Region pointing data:
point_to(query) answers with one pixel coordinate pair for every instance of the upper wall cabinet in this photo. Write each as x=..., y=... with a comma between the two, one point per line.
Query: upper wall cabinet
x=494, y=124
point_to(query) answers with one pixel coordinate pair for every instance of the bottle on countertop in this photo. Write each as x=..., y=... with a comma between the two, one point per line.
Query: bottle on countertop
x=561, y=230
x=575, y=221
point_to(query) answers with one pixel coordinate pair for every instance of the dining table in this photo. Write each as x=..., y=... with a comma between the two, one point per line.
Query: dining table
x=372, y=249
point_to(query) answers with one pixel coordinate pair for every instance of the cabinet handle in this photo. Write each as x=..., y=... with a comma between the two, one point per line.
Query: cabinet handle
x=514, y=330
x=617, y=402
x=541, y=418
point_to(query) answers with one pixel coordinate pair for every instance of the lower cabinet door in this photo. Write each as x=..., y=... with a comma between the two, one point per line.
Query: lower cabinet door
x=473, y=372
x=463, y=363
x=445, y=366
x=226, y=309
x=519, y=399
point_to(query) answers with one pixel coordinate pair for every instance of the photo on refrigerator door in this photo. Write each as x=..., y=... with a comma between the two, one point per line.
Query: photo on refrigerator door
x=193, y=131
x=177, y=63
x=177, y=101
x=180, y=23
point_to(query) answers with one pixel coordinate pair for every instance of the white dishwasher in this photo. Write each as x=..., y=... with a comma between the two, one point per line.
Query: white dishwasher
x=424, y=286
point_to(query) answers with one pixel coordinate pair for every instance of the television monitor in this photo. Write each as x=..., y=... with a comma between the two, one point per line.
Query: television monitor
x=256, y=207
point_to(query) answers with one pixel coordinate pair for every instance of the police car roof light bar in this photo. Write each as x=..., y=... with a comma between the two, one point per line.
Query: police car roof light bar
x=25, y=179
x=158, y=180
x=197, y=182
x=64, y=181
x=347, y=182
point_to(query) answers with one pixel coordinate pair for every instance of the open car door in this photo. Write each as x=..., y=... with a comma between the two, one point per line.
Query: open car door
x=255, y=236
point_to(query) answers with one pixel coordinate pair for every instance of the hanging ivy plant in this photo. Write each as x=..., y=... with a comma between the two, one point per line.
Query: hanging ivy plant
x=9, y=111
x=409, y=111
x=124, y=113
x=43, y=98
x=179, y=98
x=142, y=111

Problem requirements: Copy the records above. Keep every word as it is.

Output below:
point_to(query) answers with one pixel coordinate pair for every instance of the upper wall cabinet in this photo. Write each as x=..., y=... with a comma between the two, one point per line.
Query: upper wall cabinet
x=494, y=124
point_to(query) answers with one pixel coordinate pair for every instance of the bottle on countertop in this photo. Write each as x=..., y=... with a comma between the two, one point per line.
Query: bottle on countertop
x=561, y=230
x=575, y=221
point_to(query) answers with one pixel coordinate pair for every instance of the dining table in this photo. Write each as x=..., y=... with a comma between the two, one point per line.
Query: dining table
x=372, y=249
point_to(query) answers with one pixel coordinate pair for every instance of the cabinet handle in this photo. Write each as x=..., y=... with a comma between the two, one point per line.
Query: cabinet handle
x=514, y=330
x=617, y=402
x=541, y=418
point_to(query) answers with one pixel coordinate pair for every instance of the lower cabinet door in this photo. Write each as x=..., y=... with a comma between the two, one point per line.
Query: lower cabinet door
x=473, y=372
x=463, y=363
x=445, y=366
x=226, y=309
x=519, y=399
point_to(query) answers with one pixel coordinate pair for every instance of the photo on refrigerator door in this photo. Write each as x=..., y=... with a comma between the two, one point per line.
Query: photo on refrigerator door
x=193, y=131
x=177, y=63
x=177, y=101
x=180, y=23
point_to(query) answers with one pixel coordinate pair for every instance of the white dishwasher in this photo. Write each as x=..., y=... with a comma between the two, one point per line.
Query: white dishwasher
x=424, y=286
point_to(query) answers with one pixel coordinate pair for every instance of the television monitor in this photo. Write each as x=..., y=... with a comma between the two, one point per line.
Query: television monitor
x=256, y=207
point_to(query) answers with one pixel coordinate pair for every instance of the police car roof light bar in this photo. Write each as x=..., y=... with a comma between the two, one point per line.
Query: police car roof light bar
x=25, y=179
x=158, y=180
x=197, y=182
x=64, y=181
x=347, y=182
point_to(query) answers with one pixel coordinate pair for every instance of the open car door in this photo. Write each as x=..., y=... with a comma between the two, one point per line.
Query: open car door
x=255, y=236
point_to(query) answers with one pixel coordinate pair for every instance of the hanging ivy plant in this photo. Write each as x=..., y=... with a comma between the two, one point per line.
Query: hanging ivy plant
x=9, y=111
x=409, y=111
x=124, y=113
x=43, y=98
x=179, y=98
x=142, y=111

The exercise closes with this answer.